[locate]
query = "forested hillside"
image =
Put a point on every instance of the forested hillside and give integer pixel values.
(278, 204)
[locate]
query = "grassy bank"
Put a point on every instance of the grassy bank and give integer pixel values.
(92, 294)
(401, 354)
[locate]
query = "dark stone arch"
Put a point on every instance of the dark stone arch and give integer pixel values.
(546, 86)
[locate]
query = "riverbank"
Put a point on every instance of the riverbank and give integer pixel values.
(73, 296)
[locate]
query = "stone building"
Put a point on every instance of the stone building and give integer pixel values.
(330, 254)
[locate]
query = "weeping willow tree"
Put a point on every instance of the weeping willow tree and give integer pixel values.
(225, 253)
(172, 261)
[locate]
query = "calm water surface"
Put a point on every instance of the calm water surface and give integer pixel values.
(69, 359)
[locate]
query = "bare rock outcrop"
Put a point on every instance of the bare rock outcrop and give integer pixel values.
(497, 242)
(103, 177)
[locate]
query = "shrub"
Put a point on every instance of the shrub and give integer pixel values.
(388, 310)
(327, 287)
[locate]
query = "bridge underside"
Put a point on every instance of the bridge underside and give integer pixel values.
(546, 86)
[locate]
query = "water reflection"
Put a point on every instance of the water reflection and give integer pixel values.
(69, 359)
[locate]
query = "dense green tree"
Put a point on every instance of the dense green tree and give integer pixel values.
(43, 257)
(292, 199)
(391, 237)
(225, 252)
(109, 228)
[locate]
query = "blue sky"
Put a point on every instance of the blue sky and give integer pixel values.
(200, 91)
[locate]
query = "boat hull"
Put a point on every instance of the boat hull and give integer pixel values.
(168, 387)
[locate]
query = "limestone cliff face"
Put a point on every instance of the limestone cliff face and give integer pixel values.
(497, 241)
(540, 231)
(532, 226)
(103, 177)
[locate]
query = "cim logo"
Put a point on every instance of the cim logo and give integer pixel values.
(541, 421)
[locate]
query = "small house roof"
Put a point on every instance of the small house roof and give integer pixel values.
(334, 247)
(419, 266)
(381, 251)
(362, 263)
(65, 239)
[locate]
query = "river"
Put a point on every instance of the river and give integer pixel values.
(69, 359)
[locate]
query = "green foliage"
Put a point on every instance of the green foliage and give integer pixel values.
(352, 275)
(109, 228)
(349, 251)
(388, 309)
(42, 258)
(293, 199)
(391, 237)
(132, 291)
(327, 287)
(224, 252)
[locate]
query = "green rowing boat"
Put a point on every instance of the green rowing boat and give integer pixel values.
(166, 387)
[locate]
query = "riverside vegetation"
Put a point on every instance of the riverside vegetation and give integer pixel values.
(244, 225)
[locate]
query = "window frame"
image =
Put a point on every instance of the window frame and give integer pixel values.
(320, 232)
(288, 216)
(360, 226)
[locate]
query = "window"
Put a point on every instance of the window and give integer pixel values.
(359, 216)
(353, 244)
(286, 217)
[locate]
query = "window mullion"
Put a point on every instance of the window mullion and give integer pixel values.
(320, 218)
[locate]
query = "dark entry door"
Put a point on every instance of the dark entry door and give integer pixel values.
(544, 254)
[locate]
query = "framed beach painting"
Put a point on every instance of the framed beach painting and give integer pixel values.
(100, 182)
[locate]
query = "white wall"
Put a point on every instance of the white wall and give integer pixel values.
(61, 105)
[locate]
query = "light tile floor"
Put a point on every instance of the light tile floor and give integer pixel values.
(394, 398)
......
**Exercise**. Write out every line exactly as it stands.

**Finished task**.
[locate]
query = "forested hillside"
image =
Put a point on every instance of the forested hillside and give integer pixel values.
(278, 204)
[locate]
query = "grassy bank"
Put a point on every instance of the grassy bank and give integer pixel values.
(92, 294)
(401, 354)
[locate]
query = "dark stone arch"
Put a point on every instance of the dark stone arch and give integer pixel values.
(546, 86)
[locate]
query = "riverbank"
Put a point on every instance of the riverbank and give integer pixel values.
(73, 296)
[locate]
query = "stone building"
Put a point on every instance of the stone building and give integer pixel values.
(330, 254)
[locate]
query = "weeping willow tree"
Put a point on every instance of the weeping willow tree and give integer pixel values.
(225, 253)
(172, 261)
[locate]
query = "calm water surface"
Put a point on every instance of the calm water surface and give integer pixel values.
(69, 359)
[locate]
query = "bare rock outcrop"
Put a point on every instance of the bare rock outcrop and give integer pixel values.
(497, 242)
(103, 177)
[locate]
query = "shrub"
Put a point on every instance of the shrub and give integer pixel values.
(388, 310)
(327, 287)
[locate]
query = "bridge underside"
Put a point on every instance of the bridge underside and give integer pixel values.
(546, 86)
[locate]
query = "water reflection"
Put a point on every instance of the water reflection and give integer pixel values.
(69, 359)
[locate]
query = "dense green tree"
Put a point on every instance of the dense green tree and give integer pixel values.
(43, 257)
(292, 199)
(391, 237)
(225, 252)
(109, 228)
[locate]
query = "blue sky"
Put a point on every instance of the blue sky and give integer pixel values.
(200, 91)
[locate]
query = "boat hull"
Put a point on every instance of the boat hull and give integer pixel values.
(168, 387)
[locate]
query = "limestone cliff face"
Put a point on every instance of the limestone cliff face and give integer pixel values.
(497, 241)
(540, 231)
(532, 226)
(103, 177)
[locate]
query = "cim logo"
Put a point on every instance of the cim logo and give integer pixel values.
(541, 421)
[locate]
query = "small house roof"
Put a point on every instance of the small house roof and give integer pixel values.
(334, 247)
(419, 266)
(381, 251)
(362, 263)
(65, 239)
[locate]
query = "river"
Put a point on every instance of the river and give integer pixel values.
(69, 359)
[locate]
query = "green foliage"
Put a point on every instance of the green foliage and give integer pixel values.
(352, 275)
(109, 228)
(349, 251)
(388, 309)
(42, 258)
(293, 199)
(391, 237)
(132, 291)
(327, 287)
(224, 252)
[locate]
query = "green rowing boat"
Put a point on every instance of the green rowing boat and give integer pixel values.
(166, 387)
[locate]
query = "riverside vegetation"
Put a point on every instance of the riverside vegetation and give integer pixel values.
(244, 225)
[locate]
query = "window frame"
image =
Put a point on every instance of the window frame and give integer pixel values.
(320, 232)
(288, 216)
(360, 226)
[locate]
query = "window"
Put a point on every instance of the window and give integer pixel values.
(359, 216)
(353, 244)
(286, 217)
[locate]
query = "window mullion"
Put a point on every instance of the window mullion and give integer pixel values.
(320, 218)
[locate]
query = "dark entry door"
Put a point on every instance of the dark entry door and give integer pixel values.
(544, 254)
[locate]
query = "framed beach painting"
Put a point on every instance of the framed beach painting and give integer pixel values.
(100, 182)
[locate]
query = "white wall"
Put a point on every instance of the white wall and give integer pixel values.
(61, 105)
[locate]
query = "light tile floor"
Put a point on every instance of the light tile floor and give integer pixel values.
(394, 398)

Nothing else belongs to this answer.